| LISTED ENTRIES |

------------------------------------

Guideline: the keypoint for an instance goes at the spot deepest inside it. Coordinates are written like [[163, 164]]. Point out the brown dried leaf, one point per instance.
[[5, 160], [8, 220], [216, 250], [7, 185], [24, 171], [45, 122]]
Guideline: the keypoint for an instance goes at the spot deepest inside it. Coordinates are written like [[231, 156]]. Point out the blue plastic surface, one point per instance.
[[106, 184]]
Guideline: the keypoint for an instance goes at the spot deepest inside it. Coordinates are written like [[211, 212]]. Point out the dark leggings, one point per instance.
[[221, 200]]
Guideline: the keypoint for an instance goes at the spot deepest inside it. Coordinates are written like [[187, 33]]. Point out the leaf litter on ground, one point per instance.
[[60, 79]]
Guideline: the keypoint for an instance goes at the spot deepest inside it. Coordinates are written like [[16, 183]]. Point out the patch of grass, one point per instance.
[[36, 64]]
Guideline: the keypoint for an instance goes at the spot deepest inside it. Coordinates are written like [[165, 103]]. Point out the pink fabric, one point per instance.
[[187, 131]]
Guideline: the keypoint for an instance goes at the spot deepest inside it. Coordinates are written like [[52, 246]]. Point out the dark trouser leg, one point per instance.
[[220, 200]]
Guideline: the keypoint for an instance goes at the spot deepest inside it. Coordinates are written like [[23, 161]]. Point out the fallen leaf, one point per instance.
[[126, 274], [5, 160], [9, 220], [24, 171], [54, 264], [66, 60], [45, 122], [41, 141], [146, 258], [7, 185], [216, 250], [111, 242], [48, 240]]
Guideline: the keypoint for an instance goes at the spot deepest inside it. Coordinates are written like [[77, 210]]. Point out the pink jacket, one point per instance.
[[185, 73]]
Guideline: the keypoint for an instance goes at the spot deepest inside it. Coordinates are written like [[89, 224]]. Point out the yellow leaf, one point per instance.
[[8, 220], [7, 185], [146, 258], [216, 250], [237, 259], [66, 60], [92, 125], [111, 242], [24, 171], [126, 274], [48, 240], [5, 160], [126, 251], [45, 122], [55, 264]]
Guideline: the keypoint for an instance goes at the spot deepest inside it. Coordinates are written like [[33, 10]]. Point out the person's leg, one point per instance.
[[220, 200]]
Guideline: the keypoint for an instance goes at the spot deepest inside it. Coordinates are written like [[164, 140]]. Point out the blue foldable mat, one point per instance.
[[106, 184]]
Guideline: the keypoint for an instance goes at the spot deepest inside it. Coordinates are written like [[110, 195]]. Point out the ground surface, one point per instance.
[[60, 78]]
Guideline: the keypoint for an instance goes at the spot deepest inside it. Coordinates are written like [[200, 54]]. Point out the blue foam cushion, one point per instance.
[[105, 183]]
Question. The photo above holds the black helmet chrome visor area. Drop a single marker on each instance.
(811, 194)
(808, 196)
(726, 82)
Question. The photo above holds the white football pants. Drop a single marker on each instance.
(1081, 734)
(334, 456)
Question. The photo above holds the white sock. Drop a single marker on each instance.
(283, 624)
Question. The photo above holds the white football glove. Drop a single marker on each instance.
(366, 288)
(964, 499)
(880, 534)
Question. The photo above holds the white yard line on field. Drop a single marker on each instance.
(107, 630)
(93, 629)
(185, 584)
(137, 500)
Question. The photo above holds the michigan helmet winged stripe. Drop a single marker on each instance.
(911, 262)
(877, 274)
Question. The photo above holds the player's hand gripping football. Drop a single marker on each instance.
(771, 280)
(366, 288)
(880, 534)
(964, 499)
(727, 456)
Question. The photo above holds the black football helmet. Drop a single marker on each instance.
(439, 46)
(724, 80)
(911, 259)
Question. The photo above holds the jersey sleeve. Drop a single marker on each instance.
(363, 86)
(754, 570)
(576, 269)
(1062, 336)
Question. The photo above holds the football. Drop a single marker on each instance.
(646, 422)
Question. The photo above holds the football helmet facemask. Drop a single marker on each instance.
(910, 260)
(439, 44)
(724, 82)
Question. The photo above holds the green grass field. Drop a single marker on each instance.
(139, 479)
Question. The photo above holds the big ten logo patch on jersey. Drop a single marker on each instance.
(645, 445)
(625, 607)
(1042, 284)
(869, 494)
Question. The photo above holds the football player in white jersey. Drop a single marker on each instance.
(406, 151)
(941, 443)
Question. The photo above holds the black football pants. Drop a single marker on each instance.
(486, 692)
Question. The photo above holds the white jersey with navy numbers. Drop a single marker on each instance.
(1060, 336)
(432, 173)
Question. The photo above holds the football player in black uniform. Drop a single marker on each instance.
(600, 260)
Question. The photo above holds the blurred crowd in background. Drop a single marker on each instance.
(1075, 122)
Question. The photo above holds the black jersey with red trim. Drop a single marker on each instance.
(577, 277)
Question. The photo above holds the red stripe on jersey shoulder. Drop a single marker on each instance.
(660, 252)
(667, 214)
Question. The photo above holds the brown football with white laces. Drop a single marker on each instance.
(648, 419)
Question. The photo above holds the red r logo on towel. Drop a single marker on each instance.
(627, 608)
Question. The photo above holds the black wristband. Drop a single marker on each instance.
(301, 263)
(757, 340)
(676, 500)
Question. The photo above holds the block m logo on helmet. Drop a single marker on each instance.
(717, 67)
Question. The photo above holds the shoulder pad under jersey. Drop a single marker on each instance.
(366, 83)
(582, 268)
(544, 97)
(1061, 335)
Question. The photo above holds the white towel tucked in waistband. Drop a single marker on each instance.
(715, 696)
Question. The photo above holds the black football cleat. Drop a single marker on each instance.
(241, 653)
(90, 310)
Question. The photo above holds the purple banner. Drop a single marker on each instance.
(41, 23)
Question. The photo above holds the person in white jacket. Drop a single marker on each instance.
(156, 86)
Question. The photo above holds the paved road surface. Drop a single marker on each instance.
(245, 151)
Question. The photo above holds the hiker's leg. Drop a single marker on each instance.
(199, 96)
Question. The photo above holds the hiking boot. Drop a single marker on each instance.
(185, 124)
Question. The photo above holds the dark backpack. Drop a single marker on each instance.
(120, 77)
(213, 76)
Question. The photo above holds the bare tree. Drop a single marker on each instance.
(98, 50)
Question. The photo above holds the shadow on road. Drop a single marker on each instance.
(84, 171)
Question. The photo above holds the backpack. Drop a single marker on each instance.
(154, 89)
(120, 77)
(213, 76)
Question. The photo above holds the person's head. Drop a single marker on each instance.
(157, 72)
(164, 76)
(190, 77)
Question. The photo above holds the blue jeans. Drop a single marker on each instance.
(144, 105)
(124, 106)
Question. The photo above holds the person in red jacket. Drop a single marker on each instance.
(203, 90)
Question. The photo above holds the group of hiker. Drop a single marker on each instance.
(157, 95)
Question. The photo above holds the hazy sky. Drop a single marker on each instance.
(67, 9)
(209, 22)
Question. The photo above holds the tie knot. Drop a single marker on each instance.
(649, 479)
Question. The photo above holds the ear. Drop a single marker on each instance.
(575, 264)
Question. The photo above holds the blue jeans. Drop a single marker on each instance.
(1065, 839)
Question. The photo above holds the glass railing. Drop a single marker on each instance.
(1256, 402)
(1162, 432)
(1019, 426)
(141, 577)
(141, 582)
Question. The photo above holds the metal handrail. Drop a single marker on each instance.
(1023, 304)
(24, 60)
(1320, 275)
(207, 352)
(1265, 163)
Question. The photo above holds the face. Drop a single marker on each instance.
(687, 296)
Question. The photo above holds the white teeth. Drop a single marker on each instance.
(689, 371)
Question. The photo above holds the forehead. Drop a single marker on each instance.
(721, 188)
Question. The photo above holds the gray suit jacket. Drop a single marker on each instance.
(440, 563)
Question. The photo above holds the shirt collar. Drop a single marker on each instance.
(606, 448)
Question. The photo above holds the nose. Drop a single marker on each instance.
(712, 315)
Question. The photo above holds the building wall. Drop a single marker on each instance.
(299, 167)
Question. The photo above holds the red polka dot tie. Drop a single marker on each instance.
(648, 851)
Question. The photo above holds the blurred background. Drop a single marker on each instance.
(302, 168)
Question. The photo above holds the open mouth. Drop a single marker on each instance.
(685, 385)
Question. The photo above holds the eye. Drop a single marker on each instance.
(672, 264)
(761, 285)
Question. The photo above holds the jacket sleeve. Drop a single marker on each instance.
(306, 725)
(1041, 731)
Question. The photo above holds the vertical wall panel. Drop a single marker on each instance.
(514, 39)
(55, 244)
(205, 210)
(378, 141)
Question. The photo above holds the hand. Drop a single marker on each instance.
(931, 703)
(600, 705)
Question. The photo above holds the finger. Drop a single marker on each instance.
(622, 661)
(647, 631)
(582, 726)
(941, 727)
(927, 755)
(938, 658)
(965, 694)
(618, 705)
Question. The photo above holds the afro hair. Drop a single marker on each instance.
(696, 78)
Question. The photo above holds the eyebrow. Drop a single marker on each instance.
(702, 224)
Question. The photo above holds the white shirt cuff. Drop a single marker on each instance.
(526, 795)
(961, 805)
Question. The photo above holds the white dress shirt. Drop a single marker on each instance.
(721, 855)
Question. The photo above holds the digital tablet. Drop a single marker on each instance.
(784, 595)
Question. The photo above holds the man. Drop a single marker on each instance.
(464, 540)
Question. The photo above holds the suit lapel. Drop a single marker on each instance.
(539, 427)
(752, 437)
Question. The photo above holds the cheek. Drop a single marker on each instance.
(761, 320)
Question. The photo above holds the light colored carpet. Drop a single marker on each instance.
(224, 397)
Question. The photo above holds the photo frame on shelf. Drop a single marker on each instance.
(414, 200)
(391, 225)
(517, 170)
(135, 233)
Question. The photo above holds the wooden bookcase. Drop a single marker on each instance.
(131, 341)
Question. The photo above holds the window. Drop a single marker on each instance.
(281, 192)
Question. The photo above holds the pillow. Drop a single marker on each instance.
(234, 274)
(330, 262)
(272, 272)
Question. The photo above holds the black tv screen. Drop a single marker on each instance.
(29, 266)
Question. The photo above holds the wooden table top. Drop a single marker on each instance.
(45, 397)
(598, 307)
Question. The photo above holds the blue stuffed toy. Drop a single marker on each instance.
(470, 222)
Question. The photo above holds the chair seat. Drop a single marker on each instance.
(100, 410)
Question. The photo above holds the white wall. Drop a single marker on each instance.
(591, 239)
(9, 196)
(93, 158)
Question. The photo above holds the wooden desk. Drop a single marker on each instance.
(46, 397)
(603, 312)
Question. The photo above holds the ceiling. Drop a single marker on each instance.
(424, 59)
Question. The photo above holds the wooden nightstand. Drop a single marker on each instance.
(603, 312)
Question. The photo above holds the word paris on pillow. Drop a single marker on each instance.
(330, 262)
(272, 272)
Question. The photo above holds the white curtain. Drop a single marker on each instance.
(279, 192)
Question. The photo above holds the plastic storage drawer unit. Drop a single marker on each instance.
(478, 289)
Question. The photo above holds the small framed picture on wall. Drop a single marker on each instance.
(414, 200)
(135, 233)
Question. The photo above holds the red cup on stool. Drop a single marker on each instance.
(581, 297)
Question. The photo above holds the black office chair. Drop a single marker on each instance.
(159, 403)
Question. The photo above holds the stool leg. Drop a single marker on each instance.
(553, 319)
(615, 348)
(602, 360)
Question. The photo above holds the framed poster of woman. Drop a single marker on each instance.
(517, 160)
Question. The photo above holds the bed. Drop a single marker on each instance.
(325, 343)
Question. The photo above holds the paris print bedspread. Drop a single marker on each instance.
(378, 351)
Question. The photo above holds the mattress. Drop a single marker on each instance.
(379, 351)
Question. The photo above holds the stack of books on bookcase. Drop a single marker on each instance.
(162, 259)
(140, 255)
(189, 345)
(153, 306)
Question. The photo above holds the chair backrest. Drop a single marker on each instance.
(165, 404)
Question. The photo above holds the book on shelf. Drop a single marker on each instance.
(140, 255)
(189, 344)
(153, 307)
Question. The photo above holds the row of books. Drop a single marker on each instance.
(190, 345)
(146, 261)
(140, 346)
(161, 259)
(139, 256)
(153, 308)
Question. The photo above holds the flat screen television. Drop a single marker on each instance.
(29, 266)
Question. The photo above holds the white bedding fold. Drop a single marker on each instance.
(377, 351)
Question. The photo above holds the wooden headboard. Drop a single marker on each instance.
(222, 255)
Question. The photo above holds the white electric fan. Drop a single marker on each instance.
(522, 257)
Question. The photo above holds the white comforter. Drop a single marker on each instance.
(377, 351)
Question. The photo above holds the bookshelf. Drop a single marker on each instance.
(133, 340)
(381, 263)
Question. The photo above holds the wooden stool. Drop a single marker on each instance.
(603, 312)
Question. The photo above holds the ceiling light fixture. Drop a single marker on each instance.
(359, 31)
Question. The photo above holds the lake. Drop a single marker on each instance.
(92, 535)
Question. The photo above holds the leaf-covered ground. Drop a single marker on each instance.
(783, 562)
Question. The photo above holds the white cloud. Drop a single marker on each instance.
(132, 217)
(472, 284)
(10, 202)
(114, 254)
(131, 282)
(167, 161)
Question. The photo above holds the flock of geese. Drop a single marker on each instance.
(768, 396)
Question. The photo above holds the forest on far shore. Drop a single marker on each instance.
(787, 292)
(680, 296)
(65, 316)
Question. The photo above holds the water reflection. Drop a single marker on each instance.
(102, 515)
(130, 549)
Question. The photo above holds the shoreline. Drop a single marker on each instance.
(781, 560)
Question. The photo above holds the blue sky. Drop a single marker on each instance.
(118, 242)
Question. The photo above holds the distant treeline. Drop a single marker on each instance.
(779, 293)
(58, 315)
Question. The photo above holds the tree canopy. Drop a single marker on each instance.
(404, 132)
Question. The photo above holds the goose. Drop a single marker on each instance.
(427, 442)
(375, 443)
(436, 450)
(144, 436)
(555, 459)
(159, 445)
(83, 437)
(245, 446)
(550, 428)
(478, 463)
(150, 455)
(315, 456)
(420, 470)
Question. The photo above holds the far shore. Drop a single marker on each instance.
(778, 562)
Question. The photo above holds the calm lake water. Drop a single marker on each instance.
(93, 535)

------------------------------------

| TASK STATEMENT |
Copy out, word for word, everything from the line containing "Question. The photo above holds the calm" down to the end of the listing.

| CORRECT ANSWER |
Question. The photo above holds the calm lake water. Drop a single marker on each instance.
(93, 535)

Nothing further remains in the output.